» TASK DETAILS: Take the material below and write it all out again exactly.
[start of MATERIAL PROVIDED]
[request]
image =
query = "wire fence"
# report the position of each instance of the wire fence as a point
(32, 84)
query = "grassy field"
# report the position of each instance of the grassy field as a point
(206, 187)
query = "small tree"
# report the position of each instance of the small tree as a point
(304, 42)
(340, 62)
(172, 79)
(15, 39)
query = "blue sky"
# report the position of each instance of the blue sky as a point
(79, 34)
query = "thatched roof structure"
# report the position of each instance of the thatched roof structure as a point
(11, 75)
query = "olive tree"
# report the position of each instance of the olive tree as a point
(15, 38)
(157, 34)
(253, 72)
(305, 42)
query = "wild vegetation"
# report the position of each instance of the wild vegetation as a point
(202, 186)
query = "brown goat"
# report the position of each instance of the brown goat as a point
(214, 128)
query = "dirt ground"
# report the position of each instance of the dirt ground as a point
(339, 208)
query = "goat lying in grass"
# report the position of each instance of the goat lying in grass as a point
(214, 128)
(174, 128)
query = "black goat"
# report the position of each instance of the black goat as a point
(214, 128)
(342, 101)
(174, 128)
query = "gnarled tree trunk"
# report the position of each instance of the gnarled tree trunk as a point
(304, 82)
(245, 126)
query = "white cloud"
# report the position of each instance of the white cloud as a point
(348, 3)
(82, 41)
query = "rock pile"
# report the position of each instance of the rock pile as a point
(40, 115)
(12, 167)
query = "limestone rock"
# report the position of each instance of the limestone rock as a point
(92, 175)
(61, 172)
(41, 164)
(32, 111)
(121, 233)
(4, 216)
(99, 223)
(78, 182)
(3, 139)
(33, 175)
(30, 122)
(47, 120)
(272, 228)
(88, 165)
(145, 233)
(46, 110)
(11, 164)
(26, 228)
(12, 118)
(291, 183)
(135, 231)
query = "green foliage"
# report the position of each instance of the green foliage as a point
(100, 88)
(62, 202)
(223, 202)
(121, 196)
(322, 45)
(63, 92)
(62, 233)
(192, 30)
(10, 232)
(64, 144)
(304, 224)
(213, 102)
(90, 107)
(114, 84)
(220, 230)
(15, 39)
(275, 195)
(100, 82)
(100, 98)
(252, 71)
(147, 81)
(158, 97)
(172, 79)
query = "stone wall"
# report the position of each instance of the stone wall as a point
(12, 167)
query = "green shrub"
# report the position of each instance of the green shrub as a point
[end of MATERIAL PROVIDED]
» SOLVED EXERCISE:
[request]
image =
query = "wire fence"
# report the position of each instance of the wire fence as a point
(32, 84)
query = "grassy field"
# report the position of each instance of the grassy field as a point
(206, 187)
query = "small tree"
# report the position of each instance of the small tree as a point
(304, 42)
(340, 62)
(172, 79)
(15, 39)
query = "blue sky"
# report the position of each instance of the blue sky as a point
(79, 34)
query = "thatched roof structure"
# report the position of each instance of the thatched roof structure as a point
(11, 75)
query = "olive tree"
# report the position of each instance of the olive tree as a point
(15, 38)
(157, 34)
(253, 72)
(305, 42)
query = "wild vegetation"
# report the position of each instance of the wild vegetation as a point
(202, 186)
query = "brown goat"
# report the position of each instance of the brown goat as a point
(214, 128)
query = "dirt ground"
# report the position of each instance of the dirt ground as a point
(339, 208)
query = "goat lying in grass"
# report the position of each instance of the goat lying in grass as a point
(214, 128)
(174, 128)
query = "black goat"
# report the position of each instance of the black goat as a point
(214, 128)
(342, 101)
(174, 128)
query = "gnarled tree trunk"
# report the position of each instance of the gnarled tree trunk as a point
(304, 82)
(245, 126)
query = "white cloud"
# report the position of each instance of the white cloud as a point
(348, 3)
(82, 41)
query = "rock pile"
# report the position of each instance of the rock pile as a point
(40, 115)
(12, 167)
query = "limestone rock"
# report the position of each instance of the limestone rock as a point
(92, 175)
(61, 172)
(41, 164)
(32, 111)
(121, 233)
(4, 216)
(99, 223)
(78, 182)
(3, 139)
(33, 175)
(30, 122)
(47, 120)
(272, 228)
(88, 165)
(145, 233)
(46, 110)
(11, 164)
(26, 228)
(12, 118)
(291, 183)
(135, 231)
query = "green foliage"
# report the position of each instance of the green foliage as a point
(100, 88)
(62, 202)
(223, 202)
(121, 196)
(322, 45)
(63, 92)
(62, 233)
(192, 30)
(10, 232)
(64, 144)
(304, 224)
(213, 102)
(90, 107)
(114, 84)
(220, 230)
(15, 39)
(275, 195)
(100, 82)
(100, 98)
(252, 71)
(147, 81)
(158, 97)
(172, 79)
query = "stone wall"
# report the position of each instance of the stone wall as a point
(12, 167)
query = "green shrub"
# report the position of each instance of the green shrub as a point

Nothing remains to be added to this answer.